PAGE EXTRACT |
== == ==

3) Sizing protective/detection distance
Fixed machinery — Use ISO 13855: S = K × T + C. Here T is total stop time (sensor response + controller delay + mechanical brake), and C is intrusion allowance based on resolution. The 2024 edition adds terms for particular geometries (e.g., DDS, Z). Always measure stop time and file the record.
Mobile platforms (AGV/AMR) — Use ISO 3691-4. Protective field ≥ stopping distance at the current speed + control/odometry latency + position uncertainty. Implement speed-dependent field sets and verify with worst-case load and floor friction.
4) Installation rules that avoid false trips and blind spots
- Height & tilt: low mounting for leg/ankle detection; slight downward tilt limits floor specular returns.
- Corner coverage: 270° scanners need pairing at inner corners; ensure overlapping 10–20% to remove “V” gaps.
- Reflectors: paint bright edges matte; keep windows clean; add housings in oil-mist/welding areas.
- Cabling & EMC: segregate from VFD/motor runs; use shielded cables; bond housings; verify margins with the machine at full duty.
5) Logic & I/O — make the stop deterministic
- Safety scanners: wire OSSDs to a safety relay/PLC; configure restart interlock, external device monitoring (EDM), and field switching by speed/direction.
- Industrial LiDAR (DLD05A-1N/DLDO5A-1N, DJNS 20A5-5N): use NPN outputs for pre-warning/slow; the final stop must be executed by a certified safety function.
- Muting/blanking: for conveyors or gates, combine timers and confirmation sensors; document all bypass conditions and limits.

== == ==

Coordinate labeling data
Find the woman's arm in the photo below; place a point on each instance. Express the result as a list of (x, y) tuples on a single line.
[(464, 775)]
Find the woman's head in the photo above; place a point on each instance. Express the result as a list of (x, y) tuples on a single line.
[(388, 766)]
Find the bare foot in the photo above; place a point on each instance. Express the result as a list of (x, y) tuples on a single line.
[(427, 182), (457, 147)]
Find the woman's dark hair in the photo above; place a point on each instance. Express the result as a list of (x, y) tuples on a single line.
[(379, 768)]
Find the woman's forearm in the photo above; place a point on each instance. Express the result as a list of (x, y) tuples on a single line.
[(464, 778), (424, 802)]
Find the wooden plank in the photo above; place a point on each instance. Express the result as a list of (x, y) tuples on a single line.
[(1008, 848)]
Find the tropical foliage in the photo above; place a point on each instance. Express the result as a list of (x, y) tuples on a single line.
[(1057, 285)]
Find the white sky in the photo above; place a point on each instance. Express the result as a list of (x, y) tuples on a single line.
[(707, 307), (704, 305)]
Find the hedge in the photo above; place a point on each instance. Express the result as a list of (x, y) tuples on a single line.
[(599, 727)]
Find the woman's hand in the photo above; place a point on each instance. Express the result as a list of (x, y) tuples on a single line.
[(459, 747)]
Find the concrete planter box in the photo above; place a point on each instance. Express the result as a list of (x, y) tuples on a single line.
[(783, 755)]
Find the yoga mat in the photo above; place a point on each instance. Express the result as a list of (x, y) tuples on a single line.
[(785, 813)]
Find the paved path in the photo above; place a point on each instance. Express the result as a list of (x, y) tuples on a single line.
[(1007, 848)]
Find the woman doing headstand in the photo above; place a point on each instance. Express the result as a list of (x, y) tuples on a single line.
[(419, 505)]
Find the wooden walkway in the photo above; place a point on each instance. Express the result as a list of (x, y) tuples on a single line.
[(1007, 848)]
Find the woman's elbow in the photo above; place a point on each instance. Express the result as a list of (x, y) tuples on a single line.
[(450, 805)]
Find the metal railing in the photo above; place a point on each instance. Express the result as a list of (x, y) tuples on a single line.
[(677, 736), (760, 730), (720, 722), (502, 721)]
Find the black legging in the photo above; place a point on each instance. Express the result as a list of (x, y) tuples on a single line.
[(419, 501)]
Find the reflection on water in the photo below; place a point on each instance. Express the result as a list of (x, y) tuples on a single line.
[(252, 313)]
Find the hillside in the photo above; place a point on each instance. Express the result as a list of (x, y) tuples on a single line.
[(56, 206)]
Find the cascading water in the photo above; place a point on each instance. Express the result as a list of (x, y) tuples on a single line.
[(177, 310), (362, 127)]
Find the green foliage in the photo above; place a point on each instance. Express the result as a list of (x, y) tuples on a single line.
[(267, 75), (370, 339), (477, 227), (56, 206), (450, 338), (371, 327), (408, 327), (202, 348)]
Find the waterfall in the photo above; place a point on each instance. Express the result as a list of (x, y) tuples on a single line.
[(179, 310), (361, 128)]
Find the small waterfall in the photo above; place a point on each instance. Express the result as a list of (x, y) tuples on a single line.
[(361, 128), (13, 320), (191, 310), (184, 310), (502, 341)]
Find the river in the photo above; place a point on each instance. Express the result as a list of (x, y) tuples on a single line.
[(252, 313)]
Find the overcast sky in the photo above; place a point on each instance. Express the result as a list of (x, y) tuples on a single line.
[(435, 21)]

== == ==

ACTIONS TO TAKE |
a) Answer these from the safety scanner text:
(i) Which standard applies to sizing the protective field on mobile platforms (AGV/AMR)?
(ii) How much overlap should paired 270° scanners have at inner corners?
(iii) Which outputs on the listed industrial LiDAR models are meant for pre-warning or slowing?
b) Go on with the safety scanner text from the point where it stops.

RESULTS |
a)
(i) ISO 3691-4
(ii) 10–20%
(iii) NPN outputs

b)
6) Commissioning & validation — what to prove
| Item | Acceptance criterion | Evidence |
|---|---|---|
| Stop distance | Protective field ≥ measured stopping distance + uncertainty margins | Stop-time test report; ISO 13855/ISO 3691-4 calculation sheet |
| Coverage | No blind spots at corners, under pallets or around fixtures | Field plots; corner walk-through test |
| EMC/ambient | No nuisance trips at full production duty | EMC run test with VFDs/welders active |
| Change control | Config locked; changes auditable | Parameter printout; password policy; revision log |
7) DAIDISIKE quick spec map (for planning)
| Model | Range | Outputs | Typical role |
|---|---|---|---|
| DLD05A-1N / DLDO5A-1N | 5 m | NPN | Close-range obstacle warning on AGV/cell entries; assists slow/creep modes. |
| DJNS 20A5-5N | 20 m | NPN | Aisle perimeter and approach detection; early warning before the safety stop chain. |
For human protective stop, use a safety-rated laser scanner (IEC 61496-3) and validate the safety function to ISO 13849-1 or IEC 62061.
8) Maintenance & change management
- Daily: lens cleanliness, indicator states, connectors, no new occlusions.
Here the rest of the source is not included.